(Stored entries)
=======
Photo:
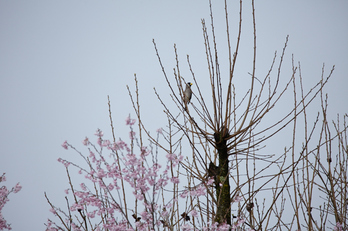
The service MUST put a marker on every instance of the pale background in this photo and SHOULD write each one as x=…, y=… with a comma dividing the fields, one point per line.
x=60, y=59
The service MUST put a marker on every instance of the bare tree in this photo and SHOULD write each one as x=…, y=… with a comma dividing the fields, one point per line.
x=225, y=135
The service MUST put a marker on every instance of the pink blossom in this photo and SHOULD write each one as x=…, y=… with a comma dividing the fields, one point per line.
x=186, y=227
x=210, y=181
x=106, y=143
x=194, y=213
x=85, y=141
x=17, y=188
x=175, y=180
x=99, y=133
x=52, y=210
x=131, y=135
x=65, y=145
x=83, y=187
x=130, y=121
x=338, y=227
x=237, y=198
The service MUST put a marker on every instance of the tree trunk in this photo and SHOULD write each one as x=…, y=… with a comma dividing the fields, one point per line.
x=223, y=212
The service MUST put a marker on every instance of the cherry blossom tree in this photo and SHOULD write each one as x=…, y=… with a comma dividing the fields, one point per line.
=======
* Directions for this task *
Repeat, without change, each line of the data above from the one that contains "of the pink" through the final line, counting both.

* Task response *
The service MUST put a marker on every instance of the pink blossom in this photo and SHOULD write each one as x=…, y=… with a comma dividing the fields, one point per line.
x=186, y=227
x=210, y=181
x=106, y=143
x=194, y=213
x=85, y=141
x=17, y=188
x=175, y=180
x=99, y=133
x=52, y=210
x=131, y=135
x=65, y=145
x=83, y=187
x=130, y=121
x=338, y=227
x=237, y=198
The service MUST put a marker on every instance of the tree trunk in this photo and SHOULD write each one as x=…, y=… with a comma dividing the fields, one point per line.
x=223, y=212
The service MUST put a marker on every instance of the cherry blossom tree in this photo and SHOULD write each one as x=…, y=… with a comma dividing the fields, one point per line.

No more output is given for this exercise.